((
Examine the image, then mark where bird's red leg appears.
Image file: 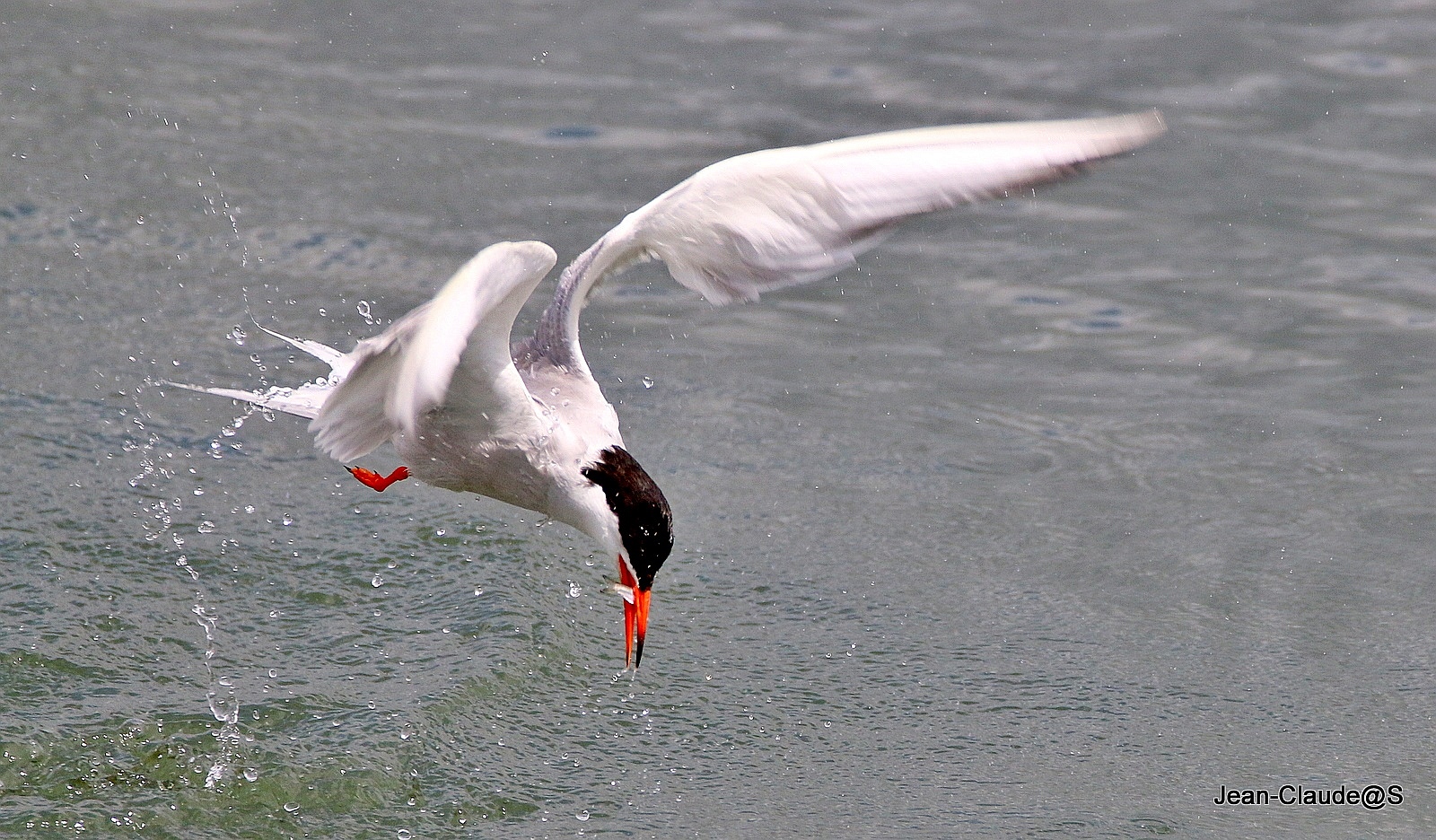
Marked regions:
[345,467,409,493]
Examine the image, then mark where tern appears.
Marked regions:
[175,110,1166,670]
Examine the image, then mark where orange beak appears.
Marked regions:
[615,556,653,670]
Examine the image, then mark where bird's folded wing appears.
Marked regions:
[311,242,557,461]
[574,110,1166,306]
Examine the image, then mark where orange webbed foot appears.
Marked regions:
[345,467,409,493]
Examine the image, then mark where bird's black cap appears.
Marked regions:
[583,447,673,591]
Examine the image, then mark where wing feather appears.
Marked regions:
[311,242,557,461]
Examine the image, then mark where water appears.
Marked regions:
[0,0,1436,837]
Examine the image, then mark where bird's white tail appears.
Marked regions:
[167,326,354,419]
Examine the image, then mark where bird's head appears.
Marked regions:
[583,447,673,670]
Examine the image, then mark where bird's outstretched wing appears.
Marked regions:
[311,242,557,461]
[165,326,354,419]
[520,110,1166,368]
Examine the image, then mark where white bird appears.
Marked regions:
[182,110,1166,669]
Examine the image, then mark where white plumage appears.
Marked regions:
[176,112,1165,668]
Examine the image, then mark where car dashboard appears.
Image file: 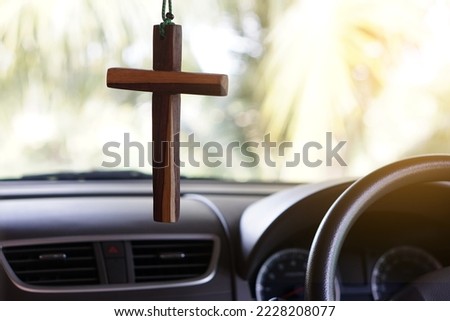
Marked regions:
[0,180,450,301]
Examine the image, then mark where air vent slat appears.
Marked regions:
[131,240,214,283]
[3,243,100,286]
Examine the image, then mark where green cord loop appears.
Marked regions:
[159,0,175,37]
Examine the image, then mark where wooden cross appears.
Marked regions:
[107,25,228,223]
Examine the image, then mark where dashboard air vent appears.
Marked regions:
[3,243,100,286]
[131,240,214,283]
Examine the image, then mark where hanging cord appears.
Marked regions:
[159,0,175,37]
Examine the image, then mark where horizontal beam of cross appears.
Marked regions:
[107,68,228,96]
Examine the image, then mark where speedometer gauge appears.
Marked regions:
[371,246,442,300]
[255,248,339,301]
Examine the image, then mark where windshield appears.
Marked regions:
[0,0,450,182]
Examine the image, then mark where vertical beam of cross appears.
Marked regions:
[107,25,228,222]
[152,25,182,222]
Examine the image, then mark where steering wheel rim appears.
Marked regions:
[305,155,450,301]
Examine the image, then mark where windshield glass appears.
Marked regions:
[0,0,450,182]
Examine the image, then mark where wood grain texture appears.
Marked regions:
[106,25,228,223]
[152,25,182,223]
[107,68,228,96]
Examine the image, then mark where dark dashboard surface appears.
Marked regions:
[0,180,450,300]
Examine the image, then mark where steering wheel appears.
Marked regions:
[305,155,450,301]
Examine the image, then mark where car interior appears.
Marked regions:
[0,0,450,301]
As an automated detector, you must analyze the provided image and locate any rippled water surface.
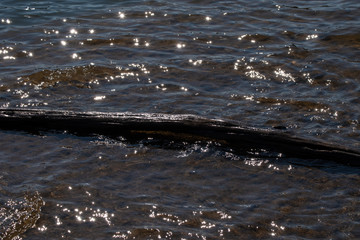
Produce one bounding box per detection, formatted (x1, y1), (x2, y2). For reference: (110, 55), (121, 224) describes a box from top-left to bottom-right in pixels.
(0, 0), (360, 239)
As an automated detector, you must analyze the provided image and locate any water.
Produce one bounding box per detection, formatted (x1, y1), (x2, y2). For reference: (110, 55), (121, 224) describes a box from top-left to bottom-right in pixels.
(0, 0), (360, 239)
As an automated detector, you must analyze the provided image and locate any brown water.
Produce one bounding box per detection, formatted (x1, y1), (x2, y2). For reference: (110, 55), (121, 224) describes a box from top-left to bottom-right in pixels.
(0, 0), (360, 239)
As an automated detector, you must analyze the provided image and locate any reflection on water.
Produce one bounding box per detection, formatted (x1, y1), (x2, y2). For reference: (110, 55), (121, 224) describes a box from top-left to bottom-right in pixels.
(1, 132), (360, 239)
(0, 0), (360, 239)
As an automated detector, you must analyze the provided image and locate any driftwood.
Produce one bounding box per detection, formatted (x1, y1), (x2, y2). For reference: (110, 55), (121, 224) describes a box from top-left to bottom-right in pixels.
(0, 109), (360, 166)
))
# PROBLEM REQUIREMENTS:
Reproduce every one of the records above verbatim, leaving out the pictures.

# THE RESPONSE:
Examine the image, then mark where bird's red leg appears.
Image file: 
Marked regions:
[345,467,409,493]
Examine the image, then mark where tern appears.
Marked regions:
[175,110,1166,670]
Examine the image, then mark where orange beak appears.
Marked regions:
[615,556,653,670]
Examine the image, then mark where bird's folded wing appears.
Marked regions:
[311,242,557,461]
[574,110,1166,306]
Examine the image, then mark where orange webbed foot appears.
Marked regions:
[345,467,409,493]
Examine the image, then mark where bird's black cap appears.
Marked regions:
[583,447,673,591]
Examine the image, then mark where wing feather appears.
Marked regions:
[311,242,557,461]
Examine the image, then mark where water appears.
Marked regions:
[0,0,1436,837]
Examine the image, then mark where bird's white tail appears.
Marked regions:
[167,326,354,419]
Examine the image, then mark where bird's head appears.
Marked regions:
[583,447,673,670]
Examine the image, then mark where bird's outstretched wing appears.
Marked regions:
[311,242,557,461]
[165,326,354,419]
[520,110,1166,368]
Examine the image, then mark where white bird appears.
Marked regions:
[182,110,1166,669]
Examine the image, then mark where white plumage appears.
Marked regions:
[176,112,1165,668]
Examine the image, then mark where car dashboard appears.
Image file: 
Marked regions:
[0,180,450,301]
Examine the image, then mark where air vent slat appears.
Marked regions:
[131,240,214,283]
[3,243,100,286]
Examine the image, then mark where green cord loop appears.
Marked regions:
[159,0,175,37]
Examine the image, then mark where wooden cross appears.
Marked regions:
[107,25,228,223]
Examine the image, then mark where dashboard air vent appears.
Marked regions:
[3,243,100,286]
[131,240,214,283]
Examine the image, then mark where hanging cord appears.
Marked regions:
[159,0,175,37]
Examine the image, then mark where horizontal beam of cross appears.
Marked regions:
[107,68,228,96]
Examine the image, then mark where speedometer gauge appears.
Marked regions:
[371,246,442,300]
[255,248,339,301]
Examine the image, then mark where windshield appears.
Marked regions:
[0,0,450,182]
Examine the image, then mark where vertical beam of cross appears.
Marked regions:
[107,25,228,222]
[152,25,182,222]
Examine the image, then mark where steering wheel rim appears.
Marked regions:
[305,155,450,301]
Examine the image, then mark where windshield glass appears.
Marked regions:
[0,0,450,182]
Examine the image, then mark where wood grain texture appears.
Marked regions:
[106,25,228,223]
[152,25,182,223]
[107,68,228,96]
Examine the image, then mark where dark dashboard surface appears.
Marked regions:
[0,180,450,300]
Examine the image, then mark where steering wheel appears.
Marked regions:
[305,155,450,301]
Examine the image, then mark where car interior appears.
Marked regions:
[0,0,450,301]
As an automated detector, you must analyze the provided image and locate any rippled water surface.
Produce one bounding box per detection, formatted (x1, y1), (x2, y2). For reference: (110, 55), (121, 224) describes a box from top-left to bottom-right in pixels.
(0, 0), (360, 239)
As an automated detector, you must analyze the provided image and locate any water.
Produce one bounding box per detection, formatted (x1, y1), (x2, y2). For reference: (110, 55), (121, 224) describes a box from top-left to bottom-right in pixels.
(0, 0), (360, 239)
As an automated detector, you must analyze the provided image and locate any brown water.
Produce one bounding box per detection, formatted (x1, y1), (x2, y2). For reference: (110, 55), (121, 224) describes a box from top-left to bottom-right in pixels.
(0, 0), (360, 239)
As an automated detector, you must analyze the provided image and locate any reflection on water.
Produce one bounding box per detection, formatted (x1, y1), (x2, y2). For reference: (110, 55), (121, 224) describes a box from top-left to bottom-right in pixels.
(1, 132), (360, 239)
(0, 0), (360, 239)
As an automated detector, you must analyze the provided image and locate any driftwood.
Produce one bounding box per detection, formatted (x1, y1), (x2, y2). For reference: (110, 55), (121, 224) describes a box from top-left to bottom-right in pixels.
(0, 109), (360, 166)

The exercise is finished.